--- SHORT TASK ---
Copy all records verbatim.

--- Recorded data ---
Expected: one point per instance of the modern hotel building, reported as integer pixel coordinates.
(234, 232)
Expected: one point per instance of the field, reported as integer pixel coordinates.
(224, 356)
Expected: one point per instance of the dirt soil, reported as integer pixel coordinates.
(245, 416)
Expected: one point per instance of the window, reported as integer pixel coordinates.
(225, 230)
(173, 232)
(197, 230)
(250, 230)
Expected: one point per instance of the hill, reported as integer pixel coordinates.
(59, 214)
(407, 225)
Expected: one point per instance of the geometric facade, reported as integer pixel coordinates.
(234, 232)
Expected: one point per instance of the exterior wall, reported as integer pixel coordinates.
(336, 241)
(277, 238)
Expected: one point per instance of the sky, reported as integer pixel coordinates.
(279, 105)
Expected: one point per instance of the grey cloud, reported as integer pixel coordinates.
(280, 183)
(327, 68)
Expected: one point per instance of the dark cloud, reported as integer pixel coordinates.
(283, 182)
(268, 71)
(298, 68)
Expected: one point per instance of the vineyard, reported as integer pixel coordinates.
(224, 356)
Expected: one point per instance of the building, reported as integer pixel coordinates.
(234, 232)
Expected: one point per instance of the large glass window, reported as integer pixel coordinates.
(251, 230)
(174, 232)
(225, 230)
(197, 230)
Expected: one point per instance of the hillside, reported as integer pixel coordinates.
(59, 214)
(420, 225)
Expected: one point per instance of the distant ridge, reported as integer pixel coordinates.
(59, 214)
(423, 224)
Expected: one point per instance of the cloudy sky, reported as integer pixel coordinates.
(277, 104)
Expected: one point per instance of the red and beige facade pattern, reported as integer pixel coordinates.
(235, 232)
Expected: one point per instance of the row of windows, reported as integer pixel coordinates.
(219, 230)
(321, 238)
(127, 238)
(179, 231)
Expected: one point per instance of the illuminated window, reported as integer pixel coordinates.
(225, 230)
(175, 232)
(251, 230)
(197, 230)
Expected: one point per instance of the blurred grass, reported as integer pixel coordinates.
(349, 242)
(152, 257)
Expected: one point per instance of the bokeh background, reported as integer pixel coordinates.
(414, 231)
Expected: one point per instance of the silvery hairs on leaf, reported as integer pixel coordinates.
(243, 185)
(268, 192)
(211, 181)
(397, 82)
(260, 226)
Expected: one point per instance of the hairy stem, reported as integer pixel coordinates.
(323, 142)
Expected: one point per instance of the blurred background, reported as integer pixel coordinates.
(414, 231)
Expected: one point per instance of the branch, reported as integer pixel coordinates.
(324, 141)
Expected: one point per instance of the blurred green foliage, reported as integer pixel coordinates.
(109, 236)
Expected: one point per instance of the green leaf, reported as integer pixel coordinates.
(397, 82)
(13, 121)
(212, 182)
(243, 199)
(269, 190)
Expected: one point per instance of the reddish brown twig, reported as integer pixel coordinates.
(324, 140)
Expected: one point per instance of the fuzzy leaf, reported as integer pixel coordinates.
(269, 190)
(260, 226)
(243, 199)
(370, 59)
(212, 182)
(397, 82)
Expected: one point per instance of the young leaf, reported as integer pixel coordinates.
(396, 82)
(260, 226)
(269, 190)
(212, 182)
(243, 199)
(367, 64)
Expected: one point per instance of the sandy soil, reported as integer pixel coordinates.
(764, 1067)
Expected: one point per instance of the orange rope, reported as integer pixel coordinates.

--- ANSWER IN FULL ---
Expected: one point per instance of the modern hotel building, reported as integer pixel coordinates.
(234, 232)
Expected: one point per instance of the field, reported as integer pixel coordinates.
(224, 356)
Expected: one point per instance of the dirt soil, reported as integer pixel coordinates.
(245, 416)
Expected: one point per instance of the window, reported as integer pixel coordinates.
(225, 230)
(173, 232)
(197, 230)
(250, 230)
Expected: one point per instance of the hill, reported as integer pixel coordinates.
(59, 214)
(407, 225)
Expected: one point per instance of the geometric facade, reported as integer pixel coordinates.
(234, 232)
Expected: one point per instance of the exterior wall, reported as integer pixel coordinates.
(336, 241)
(277, 238)
Expected: one point per instance of the sky, reported as integer pixel coordinates.
(279, 105)
Expected: one point per instance of the grey cloud, reported as integer pixel coordinates.
(280, 183)
(327, 68)
Expected: one point per instance of the dark cloud, reported as integer pixel coordinates.
(283, 182)
(268, 71)
(298, 68)
Expected: one point per instance of the vineyard, reported as integer pixel coordinates.
(224, 356)
Expected: one point per instance of the building, reported as integer pixel coordinates.
(234, 232)
Expected: one point per instance of the large glass window, reported as integer pixel coordinates.
(251, 230)
(174, 232)
(225, 230)
(197, 230)
Expected: one point per instance of the hillside, reported as integer pixel coordinates.
(59, 214)
(420, 225)
Expected: one point per instance of the distant ridge, reported as integer pixel coordinates.
(59, 214)
(423, 224)
Expected: one point per instance of the cloudy sky, reported as integer pixel coordinates.
(277, 104)
Expected: one point per instance of the red and beige facade pattern, reported as integer pixel coordinates.
(235, 232)
Expected: one point per instance of the row of windows, reported as integer pixel coordinates.
(219, 230)
(321, 238)
(127, 238)
(179, 231)
Expected: one point per instance of the illuminated window, reported as integer pixel coordinates.
(225, 230)
(175, 232)
(251, 230)
(197, 230)
Expected: one point per instance of the blurred grass, reported as integer pixel coordinates.
(349, 242)
(152, 257)
Expected: one point per instance of the bokeh background, reported as integer pixel coordinates.
(414, 231)
Expected: one point per instance of the silvery hairs on leaf, reported as integer pixel coordinates.
(243, 185)
(268, 192)
(211, 181)
(397, 82)
(260, 226)
Expected: one point per instance of the hairy stem, reported as integer pixel coordinates.
(323, 142)
Expected: one point per instance of the blurred background, reported as integer pixel coordinates.
(414, 231)
Expected: one point per instance of the branch, reported as integer pixel coordinates.
(324, 141)
Expected: one point per instance of the blurred green foliage, reported as integer pixel coordinates.
(109, 236)
Expected: one point per instance of the green leaf, reported as integer pixel coordinates.
(397, 82)
(13, 121)
(212, 182)
(243, 199)
(269, 190)
Expected: one point per instance of the reddish brown twig, reported as integer pixel coordinates.
(324, 140)
Expected: one point per instance of the fuzzy leaf, reported as integer pixel coordinates.
(269, 190)
(260, 226)
(243, 199)
(370, 59)
(212, 182)
(397, 82)
Expected: one point per instance of the young leaf, reported as integer pixel coordinates.
(396, 82)
(260, 226)
(269, 190)
(212, 182)
(243, 199)
(367, 64)
Expected: one point per instance of the sandy soil, reported as integer pixel coordinates.
(764, 1067)
Expected: one point per instance of the orange rope, reported as integer pixel coordinates.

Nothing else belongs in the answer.